** Lo que se pide **
Reproduce de nuevo el texto sobre la santidad completo y sin alterar una sola palabra.

** Texto **

En mi niñez la santidad era otra cosa. Los santos vivían en el extrarradio del mundo. Contaban de algunos que se habían negado a alimentarse con el pecho materno para no contaminarse con la carne siempre pecadora de la mujer. Eran muchos los que morían sin haber mirado nunca un rostro femenino, ni siquiera el materno. Y las mujeres santas jamás conocieron varón. Lo masculino era ocasión de pecado para ellas. Era una santidad blanca, de gorettis y teresitas de Lisieu, de bendita sea tu pureza y eternamente lo sea. Juntos a Papas opulentos de tiaras coronados había hombres de boina y mujeres de delantal sopero.

Hoy los santos son otra cosa. Viajan en AVE, Concorde, coches blindados, con escolta policial, con reyes y mandatarios de rodillas besando anillos. No hay obreros de la Fiat ni empleadas de hogar. Si acaso alguno, como para despistar.

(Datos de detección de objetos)
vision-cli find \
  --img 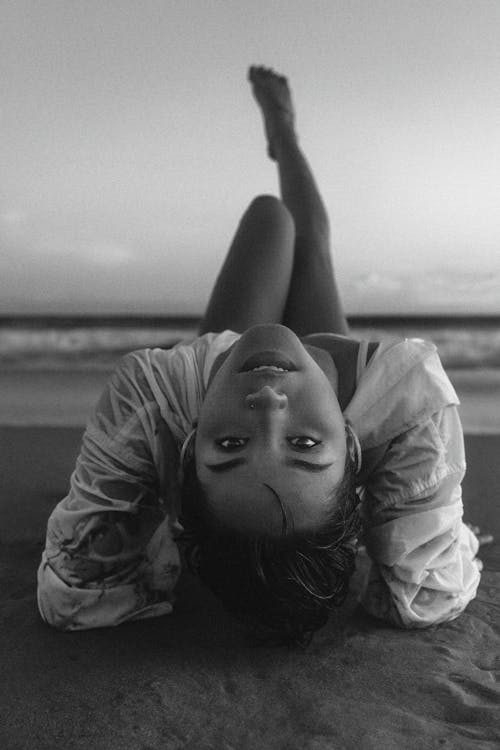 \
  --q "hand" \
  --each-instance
[465,523,494,547]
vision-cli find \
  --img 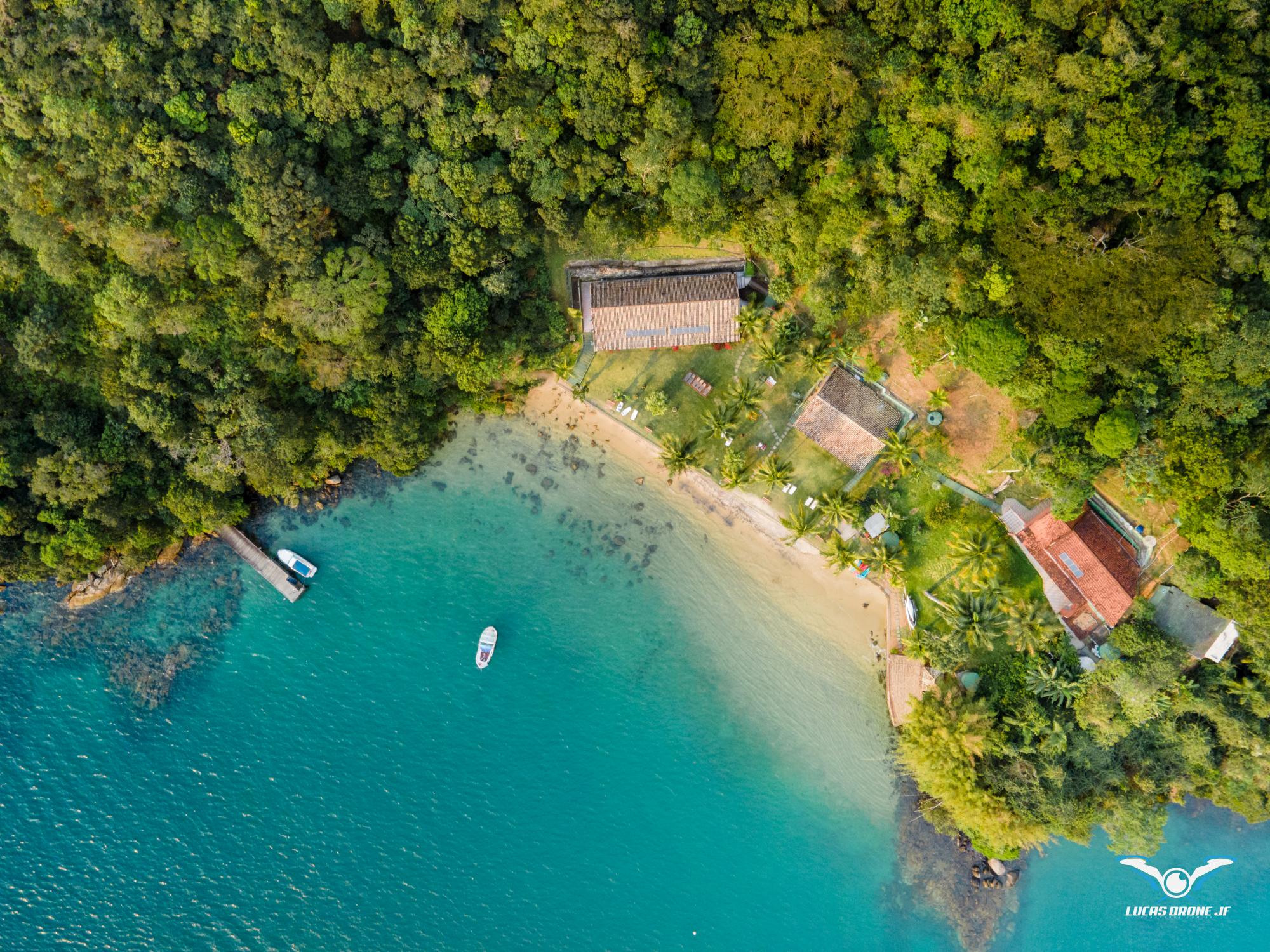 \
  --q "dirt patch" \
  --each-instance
[867,311,1019,489]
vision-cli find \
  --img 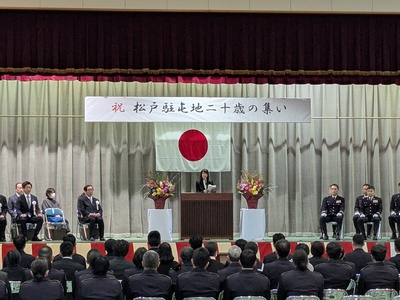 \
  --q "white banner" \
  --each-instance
[155,123,231,172]
[85,97,311,123]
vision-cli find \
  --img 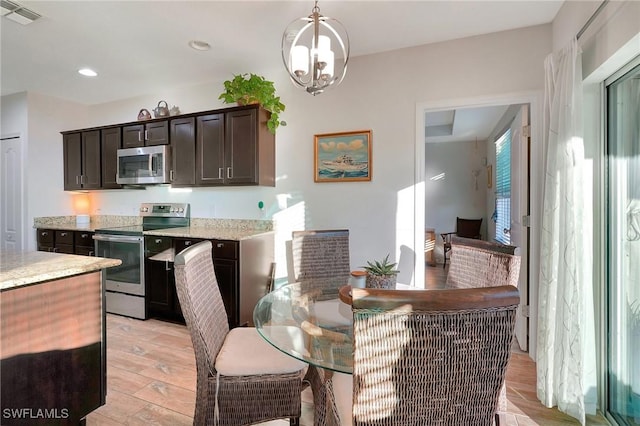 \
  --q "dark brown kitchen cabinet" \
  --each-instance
[196,105,275,186]
[122,120,169,148]
[169,117,196,186]
[36,228,94,256]
[224,108,275,186]
[100,127,122,189]
[211,240,239,327]
[36,229,55,251]
[63,130,101,191]
[196,114,225,186]
[144,235,184,323]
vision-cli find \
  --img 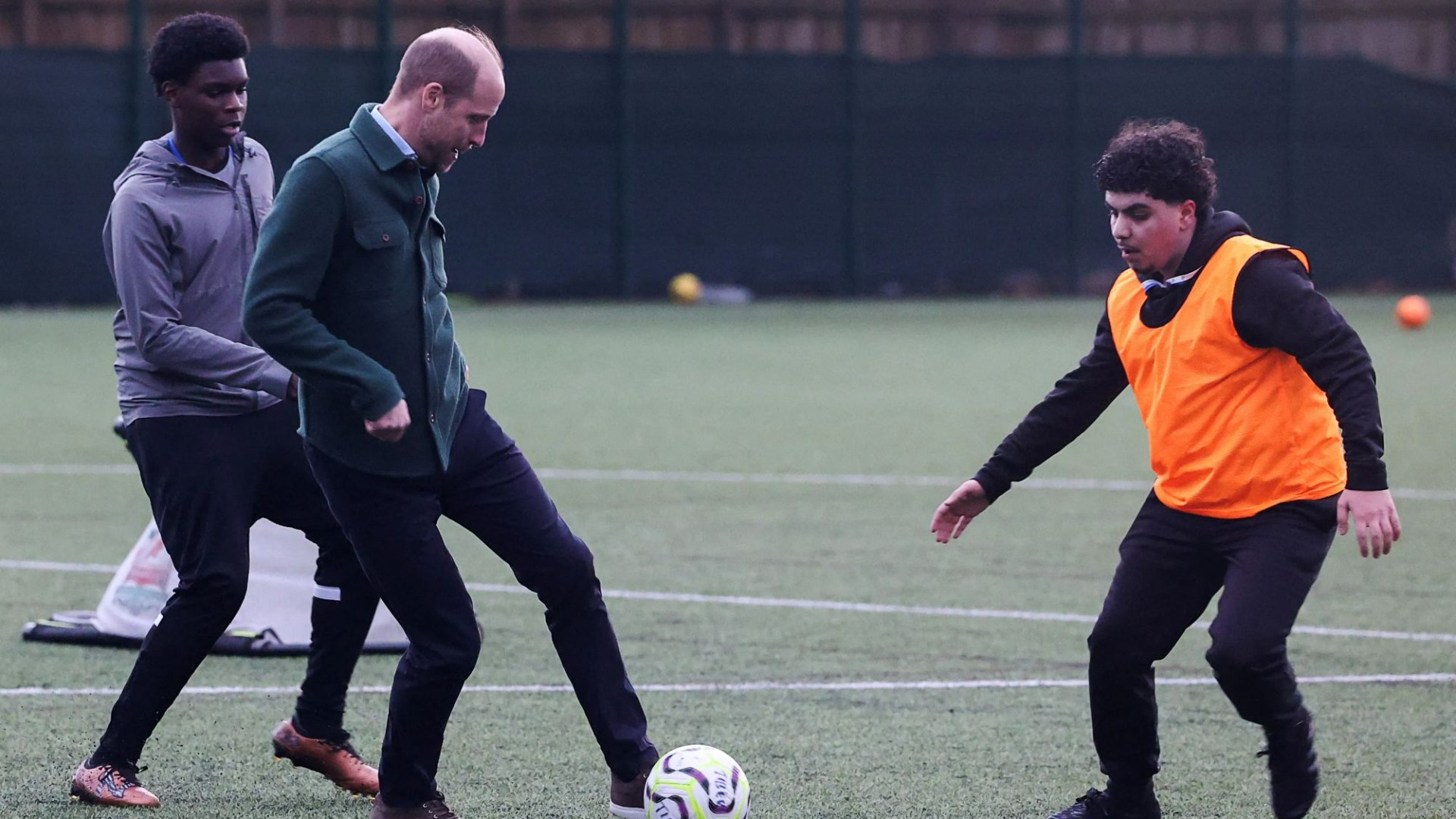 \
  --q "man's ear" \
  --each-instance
[1178,199,1198,228]
[419,83,446,111]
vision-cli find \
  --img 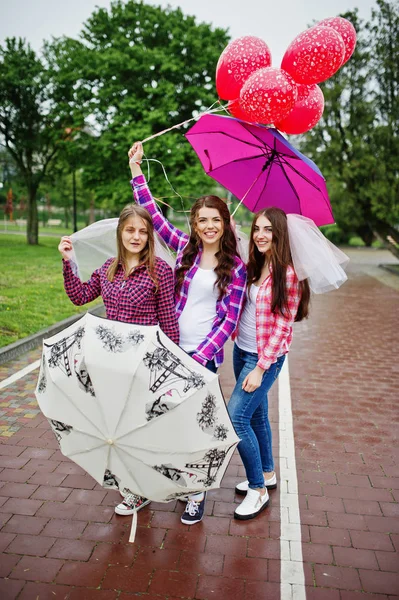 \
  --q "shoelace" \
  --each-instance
[184,500,200,517]
[241,488,263,508]
[123,494,141,508]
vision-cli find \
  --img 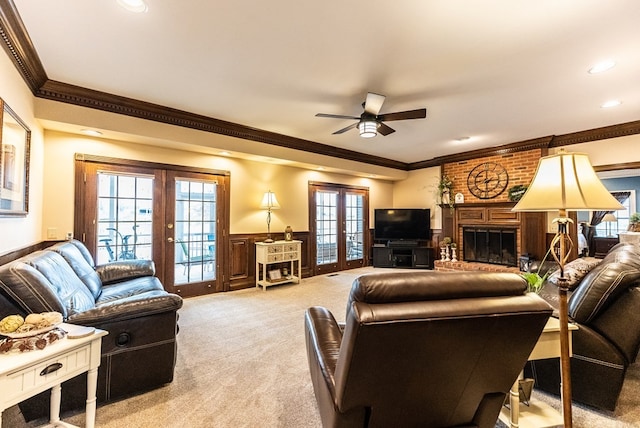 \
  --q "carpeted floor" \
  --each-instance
[2,268,640,428]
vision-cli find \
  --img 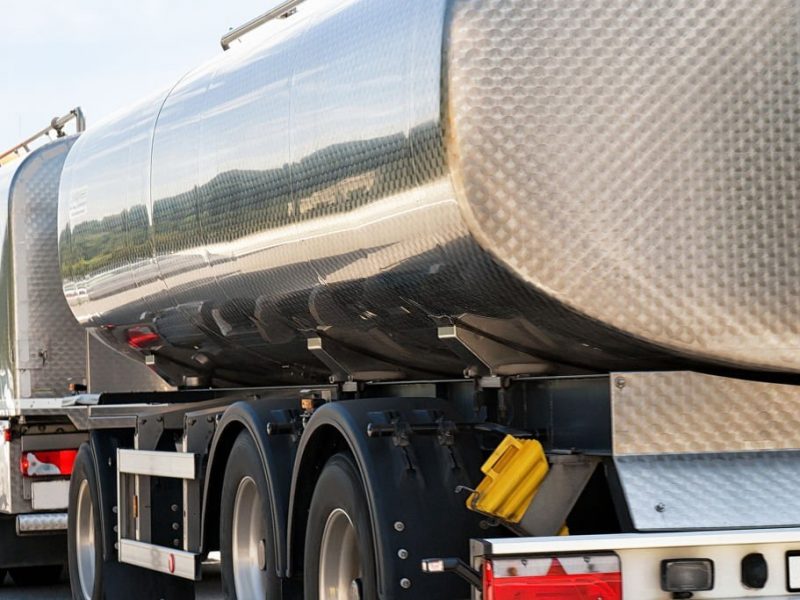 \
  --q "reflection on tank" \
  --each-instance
[59,0,797,385]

** Respuesta completa **
En mi niñez la santidad era otra cosa. Los santos vivían en el extrarradio del mundo. Contaban de algunos que se habían negado a alimentarse con el pecho materno para no contaminarse con la carne siempre pecadora de la mujer. Eran muchos los que morían sin haber mirado nunca un rostro femenino, ni siquiera el materno. Y las mujeres santas jamás conocieron varón. Lo masculino era ocasión de pecado para ellas. Era una santidad blanca, de gorettis y teresitas de Lisieu, de bendita sea tu pureza y eternamente lo sea. Juntos a Papas opulentos de tiaras coronados había hombres de boina y mujeres de delantal sopero.

Hoy los santos son otra cosa. Viajan en AVE, Concorde, coches blindados, con escolta policial, con reyes y mandatarios de rodillas besando anillos. No hay obreros de la Fiat ni empleadas de hogar. Si acaso alguno, como para despistar.